═══ Teks yang diberikan
Sukmawati tercatat memiliki rangkaian kasus kontroversial yang terkait dengan Islam. Tudingan penodaan agama pun sempat tersemat padanya. Saat ini pun beliau kini tengah dalam proses hukum di Polda Metro Jaya setelah dilaporkan dalam kasus penistaan agama.

Seruan yang dilontarkannya pada forum anak muda dengan tema membangkitkan nasionalisme, menangkal radikalisme, dan memberantas terorisme itu menuai kritikan, bahkan kecaman dari berbagai kalangan.

Sebelumnya, beliau juga pernah dilaporkan atas kasus dugaan penistaan agama. Namun, Mabes Polri akhirnya menerbitkan Surat Perintah Penghentian Penyelidikan (SP3) karena tidak menemukan unsur pidana dalam kasus tersebut.

Dalam kasus itu, Sukmawati dilaporkan oleh sejumlah pihak atas dugaan penistaan agama ketika membacakan puisi berjudul Ibu Indonesia dalam acara peragaan busana Anne Avantie pada tahun 2018. Ia menganggap kidung lebih baik dari adzan, atau konde yang lebih baik dari cadar, sehingga sempat memicu aksi massa bertajuk Aksi Bela Islam 64 pada April 2018 lalu.
══════
═══ Data yang diberikan
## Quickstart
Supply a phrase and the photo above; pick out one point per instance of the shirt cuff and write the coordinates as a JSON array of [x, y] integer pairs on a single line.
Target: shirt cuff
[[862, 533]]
══════
**Kerjakan ini:**
Dari teks tentang Sukmawati, tuliskan semua tema forum anak muda tempat seruannya dilontarkan. Baris-baris data tidak berperan dalam latihan ini.

**Jawaban latihan:**
- membangkitkan nasionalisme
- menangkal radikalisme
- memberantas terorisme